- [TASK DESCRIPTION]:
In this exercise, the entries below are to be transcribed exactly, line by line.

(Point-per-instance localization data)
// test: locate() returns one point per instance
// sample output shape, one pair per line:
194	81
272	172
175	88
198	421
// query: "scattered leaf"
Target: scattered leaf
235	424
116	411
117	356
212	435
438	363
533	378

- [RESPONSE FOR THIS EXERCISE]:
// test: locate() returns one point per instance
// sample output shape, one pair per line:
194	81
272	172
175	88
198	421
// query: "scattered leaf"
Target: scattered leaf
235	424
116	411
117	356
212	435
438	363
533	378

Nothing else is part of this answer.